> [Task]:
Rewrite the entries from the start through the line containing "point(63, 388)", both ends included, keeping the requests as they are. Shift every coordinate in the answers up by 141, and leave the sample coordinates in the requests unchanged.

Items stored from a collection
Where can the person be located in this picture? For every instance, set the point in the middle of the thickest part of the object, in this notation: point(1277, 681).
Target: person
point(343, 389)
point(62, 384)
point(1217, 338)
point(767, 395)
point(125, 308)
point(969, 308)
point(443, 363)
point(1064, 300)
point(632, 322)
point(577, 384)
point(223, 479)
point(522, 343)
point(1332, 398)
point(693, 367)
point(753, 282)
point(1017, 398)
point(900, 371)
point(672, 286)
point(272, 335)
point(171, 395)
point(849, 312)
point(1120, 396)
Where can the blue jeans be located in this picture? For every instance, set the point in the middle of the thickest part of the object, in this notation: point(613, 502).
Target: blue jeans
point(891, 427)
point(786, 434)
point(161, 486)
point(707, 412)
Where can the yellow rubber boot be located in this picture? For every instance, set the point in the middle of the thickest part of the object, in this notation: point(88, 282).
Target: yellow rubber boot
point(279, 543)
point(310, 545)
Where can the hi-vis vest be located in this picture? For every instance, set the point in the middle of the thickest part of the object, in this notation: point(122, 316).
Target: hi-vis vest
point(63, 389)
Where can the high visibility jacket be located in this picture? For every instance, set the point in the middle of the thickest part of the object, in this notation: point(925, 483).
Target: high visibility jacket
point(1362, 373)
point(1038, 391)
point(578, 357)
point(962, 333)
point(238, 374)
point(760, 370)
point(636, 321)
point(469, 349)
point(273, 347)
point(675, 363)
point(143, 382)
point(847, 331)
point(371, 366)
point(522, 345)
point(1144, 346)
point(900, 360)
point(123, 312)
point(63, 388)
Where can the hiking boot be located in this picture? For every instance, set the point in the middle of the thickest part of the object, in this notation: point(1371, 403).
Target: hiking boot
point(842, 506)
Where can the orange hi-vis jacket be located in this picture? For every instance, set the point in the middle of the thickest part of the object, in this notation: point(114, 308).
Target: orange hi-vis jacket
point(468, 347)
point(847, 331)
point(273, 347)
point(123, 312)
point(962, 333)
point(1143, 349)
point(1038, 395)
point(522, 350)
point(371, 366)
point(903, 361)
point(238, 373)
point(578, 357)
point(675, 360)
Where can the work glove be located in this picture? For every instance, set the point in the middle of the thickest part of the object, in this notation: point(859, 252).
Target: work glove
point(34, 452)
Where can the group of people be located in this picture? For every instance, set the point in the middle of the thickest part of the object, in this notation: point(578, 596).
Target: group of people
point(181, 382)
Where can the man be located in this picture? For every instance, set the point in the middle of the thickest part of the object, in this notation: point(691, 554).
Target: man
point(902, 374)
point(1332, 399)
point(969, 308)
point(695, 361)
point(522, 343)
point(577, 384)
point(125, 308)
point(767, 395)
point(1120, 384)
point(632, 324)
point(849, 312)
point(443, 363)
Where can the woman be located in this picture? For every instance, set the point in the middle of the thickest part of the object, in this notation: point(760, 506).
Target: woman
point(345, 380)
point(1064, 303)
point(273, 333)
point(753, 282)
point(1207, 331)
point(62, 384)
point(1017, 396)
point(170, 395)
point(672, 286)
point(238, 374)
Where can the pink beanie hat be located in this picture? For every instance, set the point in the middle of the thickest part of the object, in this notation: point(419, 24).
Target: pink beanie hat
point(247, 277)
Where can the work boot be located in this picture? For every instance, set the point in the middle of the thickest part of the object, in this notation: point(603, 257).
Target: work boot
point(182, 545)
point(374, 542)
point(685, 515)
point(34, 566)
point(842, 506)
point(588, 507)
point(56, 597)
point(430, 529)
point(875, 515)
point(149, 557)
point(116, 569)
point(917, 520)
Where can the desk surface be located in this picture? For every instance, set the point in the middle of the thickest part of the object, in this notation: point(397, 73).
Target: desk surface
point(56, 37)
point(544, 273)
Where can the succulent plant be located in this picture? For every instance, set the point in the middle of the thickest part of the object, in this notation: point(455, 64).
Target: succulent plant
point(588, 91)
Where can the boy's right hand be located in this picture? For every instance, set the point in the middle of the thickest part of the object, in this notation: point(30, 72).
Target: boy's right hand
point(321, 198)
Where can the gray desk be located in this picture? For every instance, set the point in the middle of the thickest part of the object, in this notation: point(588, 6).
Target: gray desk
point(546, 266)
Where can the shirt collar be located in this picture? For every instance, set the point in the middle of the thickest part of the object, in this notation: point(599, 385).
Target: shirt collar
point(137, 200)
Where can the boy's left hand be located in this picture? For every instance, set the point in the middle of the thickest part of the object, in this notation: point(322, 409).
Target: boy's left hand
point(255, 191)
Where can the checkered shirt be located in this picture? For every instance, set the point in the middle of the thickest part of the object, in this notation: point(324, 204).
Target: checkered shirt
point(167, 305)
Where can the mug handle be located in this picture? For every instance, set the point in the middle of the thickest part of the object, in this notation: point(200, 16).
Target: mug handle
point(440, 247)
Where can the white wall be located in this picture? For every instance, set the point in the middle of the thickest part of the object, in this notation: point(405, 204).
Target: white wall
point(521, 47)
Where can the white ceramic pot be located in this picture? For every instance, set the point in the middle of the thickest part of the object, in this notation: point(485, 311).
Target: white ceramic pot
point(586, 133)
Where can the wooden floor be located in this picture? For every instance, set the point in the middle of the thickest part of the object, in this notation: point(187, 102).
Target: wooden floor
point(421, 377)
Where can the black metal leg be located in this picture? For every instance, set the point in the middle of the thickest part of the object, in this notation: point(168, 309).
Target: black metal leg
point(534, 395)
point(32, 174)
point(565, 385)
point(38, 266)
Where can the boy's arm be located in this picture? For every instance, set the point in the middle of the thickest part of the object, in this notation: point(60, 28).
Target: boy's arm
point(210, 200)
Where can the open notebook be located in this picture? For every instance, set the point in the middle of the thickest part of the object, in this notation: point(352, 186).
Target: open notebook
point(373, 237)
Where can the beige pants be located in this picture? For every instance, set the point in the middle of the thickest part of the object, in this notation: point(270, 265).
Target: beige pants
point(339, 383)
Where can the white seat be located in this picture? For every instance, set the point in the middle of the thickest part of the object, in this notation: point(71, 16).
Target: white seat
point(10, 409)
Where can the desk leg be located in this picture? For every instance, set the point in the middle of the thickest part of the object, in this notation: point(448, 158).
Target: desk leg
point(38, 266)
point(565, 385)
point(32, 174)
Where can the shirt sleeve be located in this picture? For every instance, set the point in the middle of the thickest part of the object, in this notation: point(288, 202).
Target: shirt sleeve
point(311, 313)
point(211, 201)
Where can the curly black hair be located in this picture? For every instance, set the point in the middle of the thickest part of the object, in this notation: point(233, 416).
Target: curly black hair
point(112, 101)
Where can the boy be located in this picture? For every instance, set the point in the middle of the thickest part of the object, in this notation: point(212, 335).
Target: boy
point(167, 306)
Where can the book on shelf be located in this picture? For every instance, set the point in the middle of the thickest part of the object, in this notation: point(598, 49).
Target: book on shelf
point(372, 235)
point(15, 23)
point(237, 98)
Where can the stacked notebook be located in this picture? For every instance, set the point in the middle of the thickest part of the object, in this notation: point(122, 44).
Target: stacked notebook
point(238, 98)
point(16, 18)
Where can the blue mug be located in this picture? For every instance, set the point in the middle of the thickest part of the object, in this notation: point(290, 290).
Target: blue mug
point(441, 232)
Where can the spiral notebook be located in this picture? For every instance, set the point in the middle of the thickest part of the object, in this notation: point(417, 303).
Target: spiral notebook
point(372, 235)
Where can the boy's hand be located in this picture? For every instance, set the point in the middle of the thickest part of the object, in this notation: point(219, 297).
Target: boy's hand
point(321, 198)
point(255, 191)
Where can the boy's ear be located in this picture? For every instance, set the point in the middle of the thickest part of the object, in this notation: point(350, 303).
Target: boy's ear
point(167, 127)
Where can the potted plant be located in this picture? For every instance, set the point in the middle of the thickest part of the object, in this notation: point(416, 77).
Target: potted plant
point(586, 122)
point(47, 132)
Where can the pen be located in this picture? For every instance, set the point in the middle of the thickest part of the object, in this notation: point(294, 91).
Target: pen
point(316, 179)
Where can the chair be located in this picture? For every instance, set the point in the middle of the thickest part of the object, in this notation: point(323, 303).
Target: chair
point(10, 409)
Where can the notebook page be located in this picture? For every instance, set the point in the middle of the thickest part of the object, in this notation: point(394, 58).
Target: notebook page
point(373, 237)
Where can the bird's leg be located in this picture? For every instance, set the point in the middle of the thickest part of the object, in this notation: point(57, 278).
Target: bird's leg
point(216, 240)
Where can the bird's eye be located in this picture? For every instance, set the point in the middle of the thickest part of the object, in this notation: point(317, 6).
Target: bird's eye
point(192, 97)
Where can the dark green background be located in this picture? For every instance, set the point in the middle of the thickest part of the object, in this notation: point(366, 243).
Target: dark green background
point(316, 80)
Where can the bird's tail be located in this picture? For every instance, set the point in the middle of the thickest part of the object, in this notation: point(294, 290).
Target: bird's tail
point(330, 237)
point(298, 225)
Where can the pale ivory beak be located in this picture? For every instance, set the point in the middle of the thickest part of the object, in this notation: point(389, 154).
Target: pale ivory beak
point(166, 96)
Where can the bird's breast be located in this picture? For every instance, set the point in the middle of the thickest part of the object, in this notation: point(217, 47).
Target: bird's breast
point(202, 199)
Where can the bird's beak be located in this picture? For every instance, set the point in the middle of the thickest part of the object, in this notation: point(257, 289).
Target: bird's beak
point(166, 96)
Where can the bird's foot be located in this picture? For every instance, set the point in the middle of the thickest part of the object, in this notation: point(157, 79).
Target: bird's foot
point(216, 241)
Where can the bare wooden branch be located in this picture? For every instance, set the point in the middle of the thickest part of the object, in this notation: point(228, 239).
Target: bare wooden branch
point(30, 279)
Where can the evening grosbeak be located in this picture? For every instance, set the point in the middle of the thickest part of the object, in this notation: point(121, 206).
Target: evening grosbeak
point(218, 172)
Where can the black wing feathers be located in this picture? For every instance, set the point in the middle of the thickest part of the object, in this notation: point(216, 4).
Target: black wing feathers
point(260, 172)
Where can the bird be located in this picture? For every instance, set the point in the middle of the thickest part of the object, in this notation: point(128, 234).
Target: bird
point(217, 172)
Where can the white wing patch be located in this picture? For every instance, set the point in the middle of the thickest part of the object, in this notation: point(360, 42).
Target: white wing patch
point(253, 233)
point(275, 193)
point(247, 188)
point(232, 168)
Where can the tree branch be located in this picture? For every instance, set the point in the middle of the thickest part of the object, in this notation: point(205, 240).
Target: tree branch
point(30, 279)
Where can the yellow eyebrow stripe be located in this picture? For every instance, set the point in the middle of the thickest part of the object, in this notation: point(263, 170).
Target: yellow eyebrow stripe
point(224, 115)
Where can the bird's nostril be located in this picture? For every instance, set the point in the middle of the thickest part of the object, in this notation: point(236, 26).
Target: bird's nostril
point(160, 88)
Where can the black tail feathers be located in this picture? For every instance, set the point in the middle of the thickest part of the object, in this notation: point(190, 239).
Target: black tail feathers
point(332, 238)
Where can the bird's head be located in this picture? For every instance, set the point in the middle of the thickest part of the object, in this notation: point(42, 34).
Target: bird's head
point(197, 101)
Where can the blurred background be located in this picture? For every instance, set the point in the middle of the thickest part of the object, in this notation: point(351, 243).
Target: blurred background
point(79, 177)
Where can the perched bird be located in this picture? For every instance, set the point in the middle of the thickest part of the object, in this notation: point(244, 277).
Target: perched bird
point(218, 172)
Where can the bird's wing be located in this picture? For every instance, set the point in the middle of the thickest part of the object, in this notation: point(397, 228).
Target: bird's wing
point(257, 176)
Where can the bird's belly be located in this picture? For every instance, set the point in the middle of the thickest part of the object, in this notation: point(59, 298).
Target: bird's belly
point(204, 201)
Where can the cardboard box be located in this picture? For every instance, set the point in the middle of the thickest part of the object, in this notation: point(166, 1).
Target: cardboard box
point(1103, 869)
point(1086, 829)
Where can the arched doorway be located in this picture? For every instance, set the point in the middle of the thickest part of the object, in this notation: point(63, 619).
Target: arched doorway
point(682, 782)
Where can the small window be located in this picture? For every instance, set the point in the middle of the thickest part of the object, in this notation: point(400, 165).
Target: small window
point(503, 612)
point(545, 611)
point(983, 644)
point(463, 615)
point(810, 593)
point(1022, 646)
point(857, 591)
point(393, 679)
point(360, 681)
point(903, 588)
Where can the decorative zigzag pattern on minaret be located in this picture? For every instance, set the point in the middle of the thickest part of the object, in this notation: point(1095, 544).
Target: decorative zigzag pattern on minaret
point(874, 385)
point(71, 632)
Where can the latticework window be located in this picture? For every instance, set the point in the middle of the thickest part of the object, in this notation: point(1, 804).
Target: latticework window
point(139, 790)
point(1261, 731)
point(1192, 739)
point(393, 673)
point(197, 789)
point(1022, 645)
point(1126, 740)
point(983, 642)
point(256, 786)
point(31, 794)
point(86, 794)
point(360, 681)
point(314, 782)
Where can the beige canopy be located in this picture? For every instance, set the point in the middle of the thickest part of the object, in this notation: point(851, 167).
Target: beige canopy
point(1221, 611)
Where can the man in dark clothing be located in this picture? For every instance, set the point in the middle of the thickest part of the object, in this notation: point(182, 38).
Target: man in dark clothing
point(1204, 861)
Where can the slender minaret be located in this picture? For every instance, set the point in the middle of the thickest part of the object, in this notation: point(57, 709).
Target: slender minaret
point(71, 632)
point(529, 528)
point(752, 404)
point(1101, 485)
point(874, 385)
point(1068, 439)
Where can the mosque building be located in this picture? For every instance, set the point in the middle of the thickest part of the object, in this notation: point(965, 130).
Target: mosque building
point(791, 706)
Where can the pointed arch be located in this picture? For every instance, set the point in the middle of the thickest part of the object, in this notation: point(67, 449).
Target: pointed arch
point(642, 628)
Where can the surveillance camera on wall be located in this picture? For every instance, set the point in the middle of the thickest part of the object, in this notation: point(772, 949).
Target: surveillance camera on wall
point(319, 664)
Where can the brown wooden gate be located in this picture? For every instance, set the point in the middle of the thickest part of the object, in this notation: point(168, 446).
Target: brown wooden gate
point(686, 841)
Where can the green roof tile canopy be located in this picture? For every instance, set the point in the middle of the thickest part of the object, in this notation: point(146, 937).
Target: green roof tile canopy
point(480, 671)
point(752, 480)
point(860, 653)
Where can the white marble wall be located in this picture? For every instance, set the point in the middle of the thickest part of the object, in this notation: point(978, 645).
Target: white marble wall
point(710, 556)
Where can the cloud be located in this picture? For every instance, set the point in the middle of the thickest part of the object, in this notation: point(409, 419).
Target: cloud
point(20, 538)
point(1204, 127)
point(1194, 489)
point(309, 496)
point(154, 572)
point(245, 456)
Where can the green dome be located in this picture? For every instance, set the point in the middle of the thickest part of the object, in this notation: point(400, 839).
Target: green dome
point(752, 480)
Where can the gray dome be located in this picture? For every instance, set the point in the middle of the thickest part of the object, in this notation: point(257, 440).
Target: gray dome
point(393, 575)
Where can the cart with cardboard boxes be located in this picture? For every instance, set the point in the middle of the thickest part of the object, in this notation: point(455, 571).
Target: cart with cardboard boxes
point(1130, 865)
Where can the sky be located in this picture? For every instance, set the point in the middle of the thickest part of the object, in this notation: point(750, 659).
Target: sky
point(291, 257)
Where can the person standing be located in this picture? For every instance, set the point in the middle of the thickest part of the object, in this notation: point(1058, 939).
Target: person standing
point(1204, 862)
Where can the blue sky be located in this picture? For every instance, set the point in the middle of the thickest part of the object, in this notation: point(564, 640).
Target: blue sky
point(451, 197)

> [Exercise response]:
Where can the person be located in this picture? For every instance, set the point in the middle of the thickest part of the object, in this notation: point(1277, 681).
Target: person
point(484, 530)
point(203, 525)
point(1358, 479)
point(908, 536)
point(266, 449)
point(1110, 449)
point(584, 504)
point(1205, 441)
point(773, 463)
point(718, 525)
point(364, 620)
point(663, 484)
point(1473, 539)
point(834, 508)
point(894, 423)
point(1158, 539)
point(1041, 512)
point(813, 427)
point(413, 476)
point(312, 536)
point(990, 453)
point(1261, 537)
Where can the blue jeans be located in this picture? For every instance, set the point in the middle of the thickest part of the object, in this notation: point(613, 502).
Target: blue jeans
point(1032, 568)
point(927, 575)
point(302, 627)
point(848, 553)
Where can the yellow rubber boot be located in this picture? For every instance, set the point in the middle of the thickest part of the object, in this notation: point(88, 282).
Target: yellow rubber boot
point(420, 684)
point(451, 686)
Where can the hi-vis vest be located in this picture? For every instance, set the point in the middle of the thickest part of the object, in this notation: point(122, 316).
Target: hi-vis vest
point(204, 530)
Where can the high visibility jacket be located in this picture? For every instance, set the point in the middle of the thickest part of the object, in this notation: point(925, 483).
Target: high visibility jacket
point(1503, 514)
point(1179, 532)
point(719, 498)
point(1103, 474)
point(379, 515)
point(901, 511)
point(777, 462)
point(610, 490)
point(414, 488)
point(816, 504)
point(284, 523)
point(988, 472)
point(512, 507)
point(663, 486)
point(1285, 487)
point(1041, 501)
point(264, 453)
point(204, 529)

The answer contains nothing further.